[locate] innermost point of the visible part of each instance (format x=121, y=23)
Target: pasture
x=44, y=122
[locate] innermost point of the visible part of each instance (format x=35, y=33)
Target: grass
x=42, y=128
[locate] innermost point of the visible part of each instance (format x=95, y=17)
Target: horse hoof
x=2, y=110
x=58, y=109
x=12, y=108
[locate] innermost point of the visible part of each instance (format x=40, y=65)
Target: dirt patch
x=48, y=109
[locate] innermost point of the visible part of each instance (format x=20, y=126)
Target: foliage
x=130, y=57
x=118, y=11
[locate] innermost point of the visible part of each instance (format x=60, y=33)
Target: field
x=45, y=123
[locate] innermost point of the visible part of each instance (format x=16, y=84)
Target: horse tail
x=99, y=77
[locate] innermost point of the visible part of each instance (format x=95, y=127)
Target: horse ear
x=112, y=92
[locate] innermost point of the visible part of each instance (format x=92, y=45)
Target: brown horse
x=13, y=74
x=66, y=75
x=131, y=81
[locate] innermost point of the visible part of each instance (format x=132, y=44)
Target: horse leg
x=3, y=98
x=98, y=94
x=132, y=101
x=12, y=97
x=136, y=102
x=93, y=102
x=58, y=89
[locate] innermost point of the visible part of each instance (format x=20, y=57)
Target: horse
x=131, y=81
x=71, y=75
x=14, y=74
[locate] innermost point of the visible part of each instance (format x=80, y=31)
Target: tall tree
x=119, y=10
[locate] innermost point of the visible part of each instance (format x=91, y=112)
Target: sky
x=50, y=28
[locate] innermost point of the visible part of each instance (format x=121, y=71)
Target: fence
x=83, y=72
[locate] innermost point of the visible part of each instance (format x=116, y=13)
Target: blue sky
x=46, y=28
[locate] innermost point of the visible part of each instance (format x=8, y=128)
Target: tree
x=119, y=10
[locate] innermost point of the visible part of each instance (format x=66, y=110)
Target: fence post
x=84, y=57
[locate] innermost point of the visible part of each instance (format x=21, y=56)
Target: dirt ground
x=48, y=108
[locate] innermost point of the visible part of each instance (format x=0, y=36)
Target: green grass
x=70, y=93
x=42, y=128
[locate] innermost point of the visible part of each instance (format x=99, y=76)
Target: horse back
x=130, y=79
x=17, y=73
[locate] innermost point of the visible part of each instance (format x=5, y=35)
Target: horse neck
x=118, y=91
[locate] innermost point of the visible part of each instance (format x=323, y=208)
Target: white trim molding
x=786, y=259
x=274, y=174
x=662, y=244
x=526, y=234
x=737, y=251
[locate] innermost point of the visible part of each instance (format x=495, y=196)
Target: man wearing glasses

☆ ☆ ☆ ☆ ☆

REQUIREMENT:
Retype the data in full, exactly.

RESPONSE TO THIS TASK:
[locate] innermost point of the visible part of each instance (format x=121, y=23)
Target: pasture
x=44, y=122
[locate] innermost point of the visible part of each instance (format x=35, y=33)
Target: grass
x=42, y=128
[locate] innermost point of the visible part of each instance (format x=95, y=17)
Target: horse hoof
x=2, y=110
x=58, y=109
x=12, y=108
[locate] innermost point of the visible part of each instance (format x=40, y=65)
Target: dirt patch
x=48, y=109
[locate] innermost point of the visible part of each instance (format x=20, y=126)
Target: foliage
x=130, y=57
x=118, y=11
[locate] innermost point of the visible part of each instance (format x=60, y=33)
Target: field
x=45, y=123
[locate] innermost point of the visible part of each instance (format x=16, y=84)
Target: horse tail
x=99, y=77
[locate] innermost point of the visible part of each instance (format x=95, y=127)
Target: horse ear
x=112, y=92
[locate] innermost point of the visible part of each instance (format x=92, y=45)
Target: brown horse
x=13, y=74
x=66, y=75
x=131, y=81
[locate] innermost point of the visible part of each instance (format x=132, y=44)
Target: horse leg
x=3, y=98
x=98, y=94
x=132, y=101
x=12, y=97
x=136, y=102
x=93, y=102
x=58, y=89
[locate] innermost point of the visible part of each instance (format x=20, y=57)
Target: horse
x=131, y=81
x=71, y=75
x=14, y=74
[locate] innermost point of the visible part of each instance (format x=80, y=31)
Target: tall tree
x=119, y=10
[locate] innermost point of the visible part of each instance (format x=91, y=112)
Target: sky
x=50, y=28
[locate] innermost point of the visible part of each instance (format x=121, y=71)
Target: fence
x=83, y=72
[locate] innermost point of the visible part of each instance (format x=116, y=13)
Target: blue sky
x=46, y=28
[locate] innermost point of the visible part of each instance (format x=8, y=128)
Target: tree
x=119, y=10
[locate] innermost point of the visible part of each instance (format x=66, y=110)
Target: fence post
x=84, y=57
[locate] innermost point of the visible part of each instance (format x=21, y=56)
Target: dirt ground
x=48, y=108
[locate] innermost point of the visible part of each instance (format x=0, y=36)
Target: green grass
x=70, y=93
x=42, y=128
[locate] innermost point of the visible part of each instance (format x=99, y=76)
Target: horse back
x=130, y=79
x=17, y=73
[locate] innermost point of the visible part of each instance (format x=5, y=35)
Target: horse neck
x=118, y=91
[locate] innermost point of the visible part of each instance (format x=323, y=208)
Target: white trim molding
x=786, y=259
x=274, y=174
x=662, y=244
x=526, y=234
x=737, y=251
[locate] innermost point of the visible part of each instance (format x=495, y=196)
Target: man wearing glasses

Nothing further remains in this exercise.